Textauszug =>
※ ※ ※
Um fünf Uhr morgens am 26. Februar 1936 brachen rebellierende Soldaten im Schnee-treiben die Türen des Hauses des japanischen Finanzministers Takahashi Korekiyo in Tokio auf.
Japanische 50-Yen-Banknote aus den 1950er Jahren
mit dem Porträt von Takahashi Korekiyo
Zwei ihrer Offiziere gingen in den Raum, in dem Takahashi schlief und ermordeten ihn mit mehreren Pistolenschüssen. Anschließend wurde sein Körper von den Soldaten unter „Verräter“-Rufen förmlich zerhackt.
So endete das Leben eines der damals populärsten und beliebtesten Politikers und Ökonomen der japanischen Vorkriegsära. Einer seiner Mörder sagte später vor Gericht aus, er hätte sterben müssen, weil er eine radikal andere Wirtschafts-, Außen- und Militärpolitik als die japanische Armee befürwortete.
※ ※ ※
Aufgabe A => Gib aus dem Text über die Ermordung Takahashi Korekiyos den Abschnitt wortgetreu wieder, beginnend bei „So endete das“ und endend bei „japanische Armee befürwortete.“.

[Annotierte Koordinateneinträge]
※ ※ ※
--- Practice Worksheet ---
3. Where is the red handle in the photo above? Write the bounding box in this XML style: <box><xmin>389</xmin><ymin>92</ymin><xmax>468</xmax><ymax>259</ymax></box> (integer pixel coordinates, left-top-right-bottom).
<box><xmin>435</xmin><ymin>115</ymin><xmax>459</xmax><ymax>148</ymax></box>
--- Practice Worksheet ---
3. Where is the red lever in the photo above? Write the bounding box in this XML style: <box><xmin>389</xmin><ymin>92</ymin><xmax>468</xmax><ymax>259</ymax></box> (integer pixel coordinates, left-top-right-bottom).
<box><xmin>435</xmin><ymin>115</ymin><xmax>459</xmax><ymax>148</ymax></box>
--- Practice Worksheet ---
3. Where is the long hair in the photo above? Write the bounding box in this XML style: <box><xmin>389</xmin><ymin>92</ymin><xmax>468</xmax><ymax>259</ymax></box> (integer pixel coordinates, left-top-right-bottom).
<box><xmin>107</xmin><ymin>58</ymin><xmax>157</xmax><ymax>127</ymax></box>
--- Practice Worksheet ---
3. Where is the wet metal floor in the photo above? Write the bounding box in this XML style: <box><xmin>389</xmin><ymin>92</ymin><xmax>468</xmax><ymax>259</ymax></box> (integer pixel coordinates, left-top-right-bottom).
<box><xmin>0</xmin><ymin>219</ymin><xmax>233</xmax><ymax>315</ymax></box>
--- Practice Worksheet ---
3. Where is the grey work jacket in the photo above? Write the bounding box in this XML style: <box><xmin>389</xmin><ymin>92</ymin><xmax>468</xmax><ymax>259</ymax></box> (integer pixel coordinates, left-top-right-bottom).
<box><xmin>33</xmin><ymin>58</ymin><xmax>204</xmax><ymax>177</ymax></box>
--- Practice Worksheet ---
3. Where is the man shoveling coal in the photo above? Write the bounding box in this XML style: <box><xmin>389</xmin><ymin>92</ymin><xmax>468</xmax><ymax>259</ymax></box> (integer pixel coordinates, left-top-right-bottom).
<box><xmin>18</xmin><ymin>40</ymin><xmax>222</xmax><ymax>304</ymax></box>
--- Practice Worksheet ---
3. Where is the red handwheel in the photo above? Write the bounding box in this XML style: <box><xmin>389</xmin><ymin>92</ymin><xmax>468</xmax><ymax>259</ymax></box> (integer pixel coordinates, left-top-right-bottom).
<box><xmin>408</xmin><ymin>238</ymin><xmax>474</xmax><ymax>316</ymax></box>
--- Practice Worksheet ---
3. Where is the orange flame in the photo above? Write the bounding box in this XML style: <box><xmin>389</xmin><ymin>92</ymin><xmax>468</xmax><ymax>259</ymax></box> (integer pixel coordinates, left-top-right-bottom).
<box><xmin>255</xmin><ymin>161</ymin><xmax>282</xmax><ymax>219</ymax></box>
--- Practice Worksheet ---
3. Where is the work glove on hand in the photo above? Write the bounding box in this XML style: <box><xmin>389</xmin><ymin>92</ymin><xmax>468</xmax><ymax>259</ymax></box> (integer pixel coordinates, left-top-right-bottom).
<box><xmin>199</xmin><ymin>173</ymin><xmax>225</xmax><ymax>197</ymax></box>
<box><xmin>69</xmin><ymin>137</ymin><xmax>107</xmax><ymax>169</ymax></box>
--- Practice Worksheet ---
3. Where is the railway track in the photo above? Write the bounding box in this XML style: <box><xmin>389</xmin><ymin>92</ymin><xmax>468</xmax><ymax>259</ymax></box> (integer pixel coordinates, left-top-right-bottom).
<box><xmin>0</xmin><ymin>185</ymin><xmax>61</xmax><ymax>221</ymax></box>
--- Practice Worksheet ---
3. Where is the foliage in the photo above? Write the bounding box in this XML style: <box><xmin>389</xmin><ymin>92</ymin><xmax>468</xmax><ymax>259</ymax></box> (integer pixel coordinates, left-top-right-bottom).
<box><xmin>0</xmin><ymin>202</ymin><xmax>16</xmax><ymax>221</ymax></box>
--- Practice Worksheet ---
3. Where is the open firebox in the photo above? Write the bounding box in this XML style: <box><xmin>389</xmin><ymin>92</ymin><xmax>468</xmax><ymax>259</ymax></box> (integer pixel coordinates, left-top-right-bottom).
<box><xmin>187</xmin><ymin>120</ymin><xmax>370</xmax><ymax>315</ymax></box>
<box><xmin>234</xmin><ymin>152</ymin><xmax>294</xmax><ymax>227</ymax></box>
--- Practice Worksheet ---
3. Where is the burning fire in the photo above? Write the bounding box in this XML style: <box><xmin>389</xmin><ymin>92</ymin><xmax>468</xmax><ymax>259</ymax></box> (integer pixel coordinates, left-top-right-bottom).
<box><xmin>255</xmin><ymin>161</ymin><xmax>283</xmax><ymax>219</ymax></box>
※ ※ ※
Aufgabe B => Wähle aus der Auflistung jede Zeile aus, in der das Wort „handle“ vorkommt, und schreibe diese Zeilen ab.

Richtige Antwort A =>
So endete das Leben eines der damals populärsten und beliebtesten Politikers und Ökonomen der japanischen Vorkriegsära. Einer seiner Mörder sagte später vor Gericht aus, er hätte sterben müssen, weil er eine radikal andere Wirtschafts-, Außen- und Militärpolitik als die japanische Armee befürwortete.

Richtige Antwort B =>
3. Where is the red handle in the photo above? Write the bounding box in this XML style: <box><xmin>389</xmin><ymin>92</ymin><xmax>468</xmax><ymax>259</ymax></box> (integer pixel coordinates, left-top-right-bottom).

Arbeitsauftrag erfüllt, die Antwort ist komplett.